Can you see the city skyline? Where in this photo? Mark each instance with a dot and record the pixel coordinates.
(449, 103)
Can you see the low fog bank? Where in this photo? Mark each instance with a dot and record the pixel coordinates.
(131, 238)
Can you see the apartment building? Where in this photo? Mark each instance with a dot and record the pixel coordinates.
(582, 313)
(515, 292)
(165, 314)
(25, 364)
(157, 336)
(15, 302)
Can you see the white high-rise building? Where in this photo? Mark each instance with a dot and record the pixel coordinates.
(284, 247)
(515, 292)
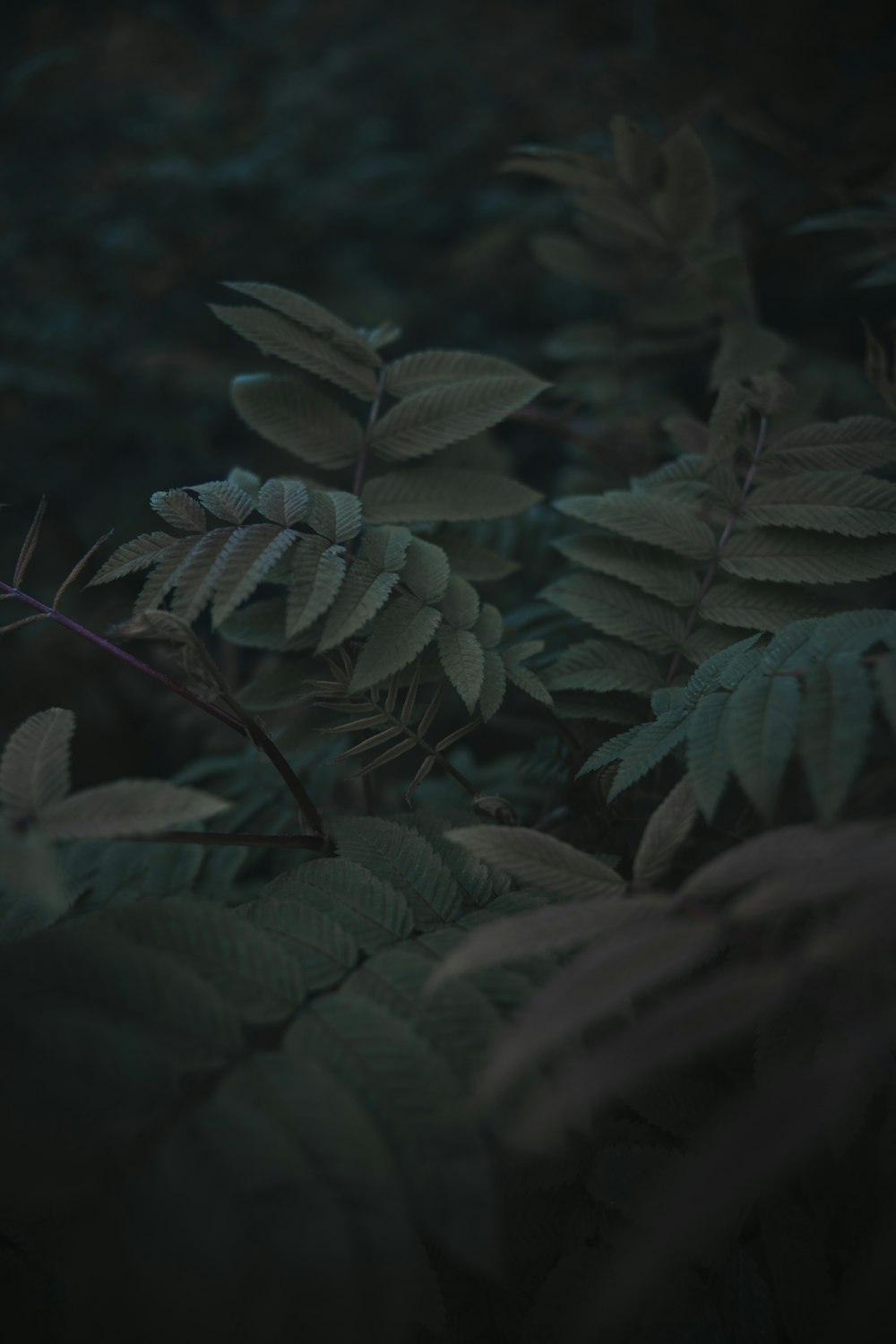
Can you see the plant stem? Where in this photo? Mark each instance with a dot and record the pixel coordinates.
(720, 545)
(252, 731)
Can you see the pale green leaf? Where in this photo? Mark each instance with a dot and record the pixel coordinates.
(289, 413)
(834, 730)
(430, 367)
(314, 316)
(126, 806)
(665, 833)
(276, 335)
(430, 419)
(437, 495)
(35, 766)
(463, 661)
(618, 609)
(401, 632)
(538, 860)
(179, 510)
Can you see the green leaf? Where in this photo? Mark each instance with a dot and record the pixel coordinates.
(401, 632)
(605, 666)
(314, 316)
(438, 495)
(538, 860)
(245, 967)
(426, 570)
(429, 421)
(416, 1104)
(276, 335)
(493, 685)
(35, 769)
(826, 502)
(686, 206)
(665, 832)
(126, 806)
(362, 596)
(782, 556)
(292, 414)
(763, 719)
(179, 510)
(408, 862)
(316, 575)
(614, 607)
(335, 515)
(323, 948)
(664, 577)
(756, 607)
(463, 661)
(646, 750)
(433, 367)
(250, 554)
(370, 909)
(710, 750)
(834, 730)
(282, 500)
(645, 518)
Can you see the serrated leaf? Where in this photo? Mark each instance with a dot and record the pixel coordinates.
(282, 500)
(763, 719)
(289, 413)
(316, 577)
(471, 561)
(493, 685)
(826, 502)
(179, 510)
(408, 862)
(618, 609)
(708, 750)
(131, 556)
(665, 832)
(756, 607)
(463, 661)
(426, 570)
(323, 948)
(276, 335)
(416, 1102)
(432, 367)
(538, 860)
(362, 596)
(314, 316)
(672, 580)
(370, 909)
(605, 666)
(335, 515)
(645, 518)
(651, 745)
(686, 206)
(430, 419)
(834, 728)
(35, 766)
(245, 967)
(226, 500)
(126, 806)
(437, 495)
(401, 632)
(783, 556)
(252, 554)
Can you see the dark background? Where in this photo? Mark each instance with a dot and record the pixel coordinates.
(349, 151)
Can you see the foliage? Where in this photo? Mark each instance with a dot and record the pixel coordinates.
(530, 1034)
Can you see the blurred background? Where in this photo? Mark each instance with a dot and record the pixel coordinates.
(349, 151)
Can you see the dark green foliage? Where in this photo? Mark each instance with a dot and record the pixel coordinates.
(528, 975)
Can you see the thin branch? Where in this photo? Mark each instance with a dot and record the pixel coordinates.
(720, 545)
(249, 728)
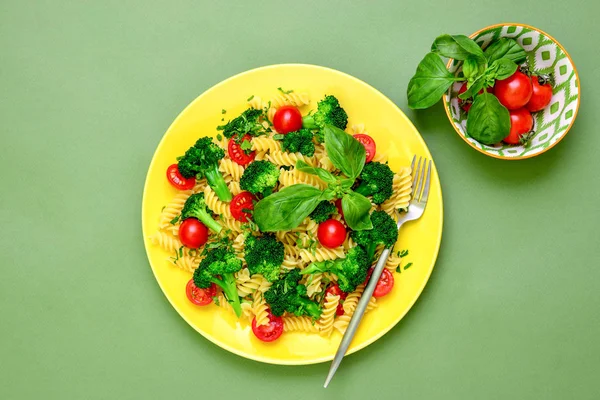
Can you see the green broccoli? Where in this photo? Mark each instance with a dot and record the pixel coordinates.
(195, 207)
(260, 177)
(202, 160)
(323, 211)
(377, 180)
(248, 122)
(351, 271)
(286, 294)
(264, 255)
(299, 141)
(219, 267)
(384, 232)
(329, 112)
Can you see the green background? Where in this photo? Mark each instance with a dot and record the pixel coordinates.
(87, 89)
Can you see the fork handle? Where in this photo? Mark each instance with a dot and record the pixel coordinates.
(358, 314)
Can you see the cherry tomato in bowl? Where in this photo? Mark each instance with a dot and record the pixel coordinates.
(193, 233)
(521, 124)
(240, 203)
(200, 296)
(237, 154)
(177, 180)
(270, 331)
(369, 145)
(541, 94)
(331, 233)
(515, 91)
(287, 119)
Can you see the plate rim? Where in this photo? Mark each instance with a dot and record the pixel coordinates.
(269, 360)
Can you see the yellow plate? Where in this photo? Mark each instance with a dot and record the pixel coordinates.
(393, 133)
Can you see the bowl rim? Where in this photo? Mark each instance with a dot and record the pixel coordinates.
(447, 104)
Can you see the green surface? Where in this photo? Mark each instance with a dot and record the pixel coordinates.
(87, 89)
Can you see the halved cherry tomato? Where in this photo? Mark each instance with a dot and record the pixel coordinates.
(239, 203)
(331, 233)
(270, 331)
(287, 119)
(369, 144)
(336, 291)
(199, 296)
(466, 104)
(385, 283)
(193, 233)
(541, 96)
(515, 91)
(177, 180)
(237, 154)
(521, 123)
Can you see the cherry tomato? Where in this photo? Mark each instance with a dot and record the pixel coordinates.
(331, 233)
(239, 203)
(466, 104)
(336, 291)
(199, 296)
(287, 119)
(237, 154)
(515, 91)
(269, 332)
(338, 205)
(177, 180)
(521, 123)
(193, 233)
(541, 96)
(369, 144)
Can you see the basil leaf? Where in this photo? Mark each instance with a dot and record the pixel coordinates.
(458, 47)
(356, 209)
(503, 68)
(429, 83)
(287, 208)
(488, 121)
(325, 175)
(474, 66)
(345, 152)
(505, 48)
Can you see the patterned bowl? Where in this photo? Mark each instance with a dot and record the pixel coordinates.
(544, 55)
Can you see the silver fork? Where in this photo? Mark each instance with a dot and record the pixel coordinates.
(421, 179)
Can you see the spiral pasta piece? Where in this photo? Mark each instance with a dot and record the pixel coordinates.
(173, 209)
(321, 254)
(328, 314)
(260, 309)
(231, 169)
(293, 177)
(283, 158)
(299, 324)
(165, 241)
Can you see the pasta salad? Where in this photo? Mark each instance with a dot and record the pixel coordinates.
(280, 217)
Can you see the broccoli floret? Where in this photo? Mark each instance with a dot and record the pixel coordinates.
(323, 211)
(202, 160)
(351, 271)
(264, 255)
(286, 294)
(248, 122)
(329, 112)
(260, 177)
(377, 180)
(299, 141)
(384, 232)
(195, 207)
(219, 267)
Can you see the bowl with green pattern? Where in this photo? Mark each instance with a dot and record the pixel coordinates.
(545, 55)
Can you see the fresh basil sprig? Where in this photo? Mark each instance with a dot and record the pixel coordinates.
(286, 209)
(429, 83)
(488, 121)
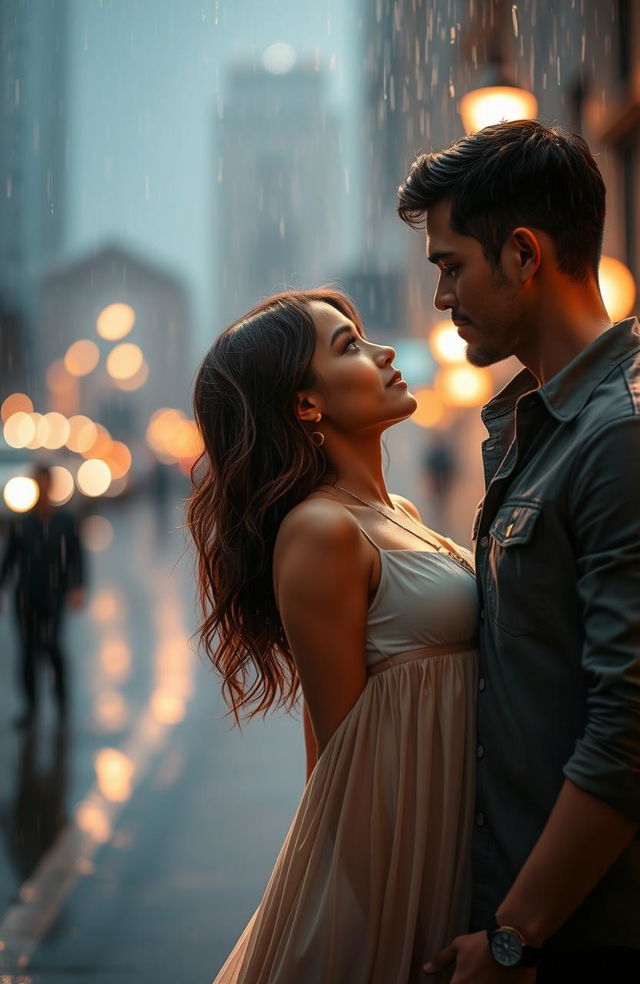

# WORK ITEM
Copy out the records exactly; the pictures stay behind.

# EXERCISE RESULT
Can you see the city skyline? Where in this photo? Mark each instance with a dot and record the pixel coordinates.
(449, 103)
Can you see the low fog bank? Where in this photo? Mark each instance with a dot and record the pixel coordinates.
(131, 238)
Can you see the apartment building? Where in this photo? Mark each instance with a dot and record the pixel coordinates.
(582, 313)
(515, 292)
(165, 314)
(25, 364)
(157, 336)
(15, 302)
Can you see the white high-rise building? Where in this photo? Mark each instance with a dot and record the pixel coordinates.
(284, 247)
(515, 292)
Can you see the plant stem? Where in this photo? Mark each instance with a dot and record the pixel coordinates.
(720, 545)
(252, 731)
Can you see the pale green leaf? Where in this photo? Mark each instance with a dot and record the pixel coordinates.
(289, 413)
(834, 730)
(430, 367)
(314, 316)
(126, 806)
(665, 833)
(276, 335)
(430, 419)
(437, 495)
(35, 766)
(463, 661)
(618, 609)
(401, 632)
(538, 860)
(179, 510)
Can you see the green leaf? Where in this photo? Mark each instance with a dot and record the pixel coordinates.
(401, 632)
(605, 666)
(314, 316)
(438, 495)
(538, 860)
(245, 967)
(426, 570)
(429, 421)
(416, 1104)
(276, 335)
(493, 685)
(35, 769)
(826, 502)
(686, 206)
(665, 832)
(126, 806)
(362, 596)
(782, 556)
(292, 414)
(763, 719)
(179, 510)
(408, 862)
(316, 575)
(614, 607)
(335, 515)
(323, 948)
(664, 577)
(756, 607)
(463, 661)
(646, 750)
(433, 367)
(250, 554)
(370, 909)
(710, 750)
(834, 730)
(282, 500)
(645, 518)
Can you see the serrated leaf? Where in this photo? Mark each instance with a dot and record the pixel coordinates.
(282, 500)
(763, 719)
(289, 413)
(316, 577)
(471, 561)
(493, 685)
(826, 502)
(179, 510)
(408, 862)
(618, 609)
(708, 750)
(131, 556)
(665, 832)
(756, 607)
(463, 661)
(426, 570)
(323, 948)
(276, 335)
(416, 1102)
(432, 367)
(538, 860)
(362, 596)
(314, 316)
(672, 580)
(370, 909)
(605, 666)
(335, 515)
(645, 518)
(651, 745)
(686, 206)
(430, 419)
(834, 728)
(35, 766)
(245, 967)
(226, 500)
(126, 806)
(437, 495)
(401, 632)
(783, 556)
(252, 554)
Can you see the dark background? Where in this photo? Mark each instance with a dot and record the pixel coordinates.
(349, 151)
Can you see the foliage? Where in this photo? Mark each instance with a dot and record the pixel coordinates.
(530, 1034)
Can you see the blurred background? Where in this photo? Mark each instance with a dot and record the pixel coordinates.
(349, 151)
Can you see the dark green foliage? Where in this photo? Mark each instance with a dot and record the pixel coordinates.
(528, 975)
Can you see the thin branch? Where in this photo? Mark each instance with a dot and record the pixel coordinates.
(720, 545)
(249, 728)
Can you see the green broccoli? Where in this photo? Mark each instance with a dot and record the pixel coordinates.
(195, 207)
(260, 177)
(202, 160)
(323, 211)
(377, 180)
(248, 122)
(351, 271)
(286, 294)
(264, 255)
(299, 141)
(219, 267)
(384, 232)
(329, 112)
Can you see the green background? Where in this photo? Mark each instance with a dot and record the pixel coordinates.
(87, 89)
Can you see the fork handle? Where in this photo? Mark each instance with a dot and record the pixel coordinates.
(358, 314)
Can you see the cherry tomato in bowl? Where in this photo? Mark each instance with a dot and record the pixel coordinates.
(193, 233)
(521, 124)
(240, 203)
(200, 296)
(237, 154)
(177, 180)
(270, 331)
(369, 145)
(541, 94)
(331, 233)
(515, 91)
(287, 119)
Can you see the plate rim? Where in this photo? Mark each instance with a dot and record the pixel coordinates.
(269, 360)
Can you see the yellow plate? Where in this photo? Mark each instance with a dot and record the pixel coordinates.
(393, 133)
Can you see the bowl rim? Where in this photo? Mark each instance with a dot and record the pixel coordinates.
(447, 104)
Can you see the green surface? Where in this photo? Mark each instance with a dot and record the pixel coordinates.
(87, 89)
Can you see the halved cherry tomato? Where in this photo? Mark each instance with a dot and record the pixel coordinates.
(239, 203)
(331, 233)
(270, 331)
(287, 119)
(369, 144)
(336, 291)
(199, 296)
(466, 104)
(385, 283)
(193, 233)
(541, 96)
(515, 91)
(177, 180)
(237, 154)
(521, 123)
Can you see the cherry tomato? Where in this photo? Mark each instance with a dot and record the pixel coordinates.
(331, 233)
(239, 203)
(466, 104)
(336, 291)
(199, 296)
(287, 119)
(237, 154)
(515, 91)
(269, 332)
(338, 205)
(177, 180)
(521, 123)
(193, 233)
(541, 96)
(369, 144)
Can you see the basil leaf? Where in this photo? Mark each instance with a dot and record the pixel coordinates.
(458, 47)
(356, 209)
(503, 68)
(429, 83)
(287, 208)
(488, 121)
(325, 175)
(474, 66)
(345, 152)
(505, 48)
Can you see the patterned bowl? Where in this photo? Mark each instance with a dot and record the pixel coordinates.
(544, 55)
Can you see the silver fork? Where in this photo? Mark each instance with a dot and record the pixel coordinates.
(421, 179)
Can you see the spiral pasta piece? Where in this photo? Mark each instance with a dot and record the pixel coordinates.
(173, 209)
(321, 254)
(328, 314)
(260, 309)
(231, 169)
(293, 177)
(283, 158)
(299, 324)
(165, 241)
Can you see the pasta salad? Where in this photo? Mark each instance with a dot and record the pixel coordinates.
(280, 217)
Can you see the broccoli floret? Where in this photo? Mark each instance with a dot and record the pixel coordinates.
(323, 211)
(202, 160)
(351, 271)
(264, 255)
(286, 294)
(248, 122)
(329, 112)
(260, 177)
(377, 180)
(299, 141)
(384, 232)
(195, 207)
(219, 267)
Can you see the bowl with green pattern? Where in this photo? Mark each instance with a dot and record the pixel coordinates.
(545, 55)
Can you see the fresh basil sprig? Where in this photo? Mark each instance with a dot and record the pixel coordinates.
(286, 209)
(429, 83)
(488, 121)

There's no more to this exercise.